Records from a dataset
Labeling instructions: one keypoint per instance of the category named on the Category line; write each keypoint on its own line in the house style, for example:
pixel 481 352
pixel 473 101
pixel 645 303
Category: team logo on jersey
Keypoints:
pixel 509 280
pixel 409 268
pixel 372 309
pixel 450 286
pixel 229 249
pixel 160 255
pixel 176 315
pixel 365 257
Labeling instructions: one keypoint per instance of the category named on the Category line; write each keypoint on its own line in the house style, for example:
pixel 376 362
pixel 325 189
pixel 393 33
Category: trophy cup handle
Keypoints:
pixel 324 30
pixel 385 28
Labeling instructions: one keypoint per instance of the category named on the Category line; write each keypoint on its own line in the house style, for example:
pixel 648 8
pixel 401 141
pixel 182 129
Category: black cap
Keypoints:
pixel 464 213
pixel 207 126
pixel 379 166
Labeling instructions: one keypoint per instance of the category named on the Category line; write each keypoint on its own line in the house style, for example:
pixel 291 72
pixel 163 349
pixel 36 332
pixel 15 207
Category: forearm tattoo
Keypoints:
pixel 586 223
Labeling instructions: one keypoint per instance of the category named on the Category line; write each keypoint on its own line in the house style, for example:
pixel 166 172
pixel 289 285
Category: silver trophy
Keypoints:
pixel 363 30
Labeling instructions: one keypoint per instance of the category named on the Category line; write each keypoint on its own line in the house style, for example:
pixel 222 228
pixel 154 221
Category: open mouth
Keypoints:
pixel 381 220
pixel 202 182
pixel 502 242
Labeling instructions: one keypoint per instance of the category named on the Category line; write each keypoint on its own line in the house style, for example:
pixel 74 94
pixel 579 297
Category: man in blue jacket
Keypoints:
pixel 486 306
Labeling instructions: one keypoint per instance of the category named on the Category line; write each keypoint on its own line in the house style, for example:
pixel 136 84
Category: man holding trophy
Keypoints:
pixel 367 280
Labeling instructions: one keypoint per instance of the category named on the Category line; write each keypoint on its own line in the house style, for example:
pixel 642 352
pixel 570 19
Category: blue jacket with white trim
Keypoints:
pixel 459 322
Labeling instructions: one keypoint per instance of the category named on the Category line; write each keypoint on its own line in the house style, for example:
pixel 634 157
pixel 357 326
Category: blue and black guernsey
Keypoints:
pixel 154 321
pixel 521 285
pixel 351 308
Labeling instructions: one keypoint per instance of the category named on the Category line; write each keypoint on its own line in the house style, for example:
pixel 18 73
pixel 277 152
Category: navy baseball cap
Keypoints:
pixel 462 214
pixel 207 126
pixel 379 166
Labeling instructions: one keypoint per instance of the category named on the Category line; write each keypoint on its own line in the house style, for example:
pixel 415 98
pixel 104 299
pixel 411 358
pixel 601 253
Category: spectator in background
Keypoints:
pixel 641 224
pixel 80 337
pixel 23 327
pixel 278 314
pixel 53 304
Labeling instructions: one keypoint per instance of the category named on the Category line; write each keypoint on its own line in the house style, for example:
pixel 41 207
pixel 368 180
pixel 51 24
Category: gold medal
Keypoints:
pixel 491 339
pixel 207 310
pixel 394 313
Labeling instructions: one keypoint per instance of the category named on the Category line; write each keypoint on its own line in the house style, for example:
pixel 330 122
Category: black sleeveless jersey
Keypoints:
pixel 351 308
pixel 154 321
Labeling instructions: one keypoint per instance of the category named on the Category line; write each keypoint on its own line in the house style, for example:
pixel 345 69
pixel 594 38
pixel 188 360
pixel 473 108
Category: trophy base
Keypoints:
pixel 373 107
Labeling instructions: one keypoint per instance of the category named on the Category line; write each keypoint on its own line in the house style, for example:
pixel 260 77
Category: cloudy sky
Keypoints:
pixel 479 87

• _What you will do_
Would you please copy out every line of the data exactly?

• _Exercise response_
Labeling instructions: one keypoint per instance of the category named on the Category line; write each keypoint on its own line in the house style, for example:
pixel 481 352
pixel 473 101
pixel 645 303
Category: team logo on jersey
Keypoints:
pixel 509 280
pixel 409 268
pixel 372 309
pixel 450 286
pixel 229 249
pixel 160 255
pixel 176 315
pixel 365 257
Labeling instructions: one keypoint per instance of the category named on the Category line; write each keypoint on its own line in the house style, for example:
pixel 376 362
pixel 325 189
pixel 393 33
Category: trophy cup handle
Keypoints:
pixel 324 30
pixel 385 28
Labeling instructions: one keypoint per instance of the category named on the Category line; write each keypoint on its own line in the house style, for example:
pixel 648 8
pixel 401 141
pixel 182 129
Category: black cap
Keypoints:
pixel 464 213
pixel 207 126
pixel 379 166
Labeling instructions: one keypoint per instance of the category named on the Category line; write each keypoint on its own line in the house style, for example:
pixel 291 72
pixel 163 349
pixel 36 332
pixel 15 207
Category: forearm tattoo
Keypoints:
pixel 586 223
Labeling instructions: one keypoint per instance of the category named on the Category line; write each keypoint on its own line in the house style, for example:
pixel 166 172
pixel 289 285
Category: silver trophy
Keypoints:
pixel 363 30
Labeling instructions: one keypoint per instance of the category named on the Category line; write each keypoint on its own line in the house style, for example:
pixel 222 228
pixel 154 221
Category: open mouth
Keypoints:
pixel 381 220
pixel 202 182
pixel 502 242
Labeling instructions: one keypoint per instance of the category named on the Category line; write each keypoint on its own line in the house style, for example:
pixel 74 94
pixel 579 297
Category: man in blue jacket
Keypoints:
pixel 486 306
Labeling instructions: one keypoint per instance of the category named on the Category line; write each keypoint on its own line in the house style, for example:
pixel 136 84
Category: man holding trophy
Keypoints:
pixel 367 280
Labeling instructions: one keypoint per instance of the category named on the Category line; write each keypoint on its own line in the house style, for example:
pixel 642 352
pixel 570 19
Category: blue jacket with white trim
Keypoints:
pixel 459 322
Labeling instructions: one keypoint per instance of the category named on the Category line; write each keypoint on its own line in the house style, for example:
pixel 634 157
pixel 357 326
Category: blue and black guernsey
Keypoints:
pixel 154 321
pixel 521 285
pixel 351 308
Labeling instructions: one keypoint per instance of the category named on the Category line; write each keypoint on its own line in the house style, for example:
pixel 18 73
pixel 277 152
Category: navy baseball cap
Keypoints:
pixel 462 214
pixel 207 126
pixel 379 166
Labeling instructions: one keypoint per instance of the category named on the Category line; write each keypoint on its own line in the house style, for example:
pixel 415 98
pixel 104 299
pixel 411 358
pixel 601 253
Category: spectator in background
Keypoints:
pixel 641 224
pixel 80 337
pixel 23 327
pixel 278 314
pixel 53 304
Labeling instructions: one keypoint per instance of the category named on the Category line; write each keypoint on its own line in the house style, for example:
pixel 41 207
pixel 368 180
pixel 51 24
Category: gold medal
Keypoints:
pixel 491 339
pixel 207 310
pixel 394 313
Labeling instructions: one keypoint per instance of the category named on the Category line; write each keypoint on its own line in the house style, for example:
pixel 330 122
Category: black sleeveless jersey
Keypoints:
pixel 351 308
pixel 154 321
Labeling instructions: one keypoint per instance of the category named on the Category line; write each keypoint on its own line in the house style, for example:
pixel 345 69
pixel 594 38
pixel 188 360
pixel 473 108
Category: trophy base
Keypoints:
pixel 373 107
Labeling instructions: one keypoint per instance of the category named on the Category line; write each keypoint on its own line in the house style, for example:
pixel 260 77
Category: cloudy sky
Keypoints:
pixel 479 87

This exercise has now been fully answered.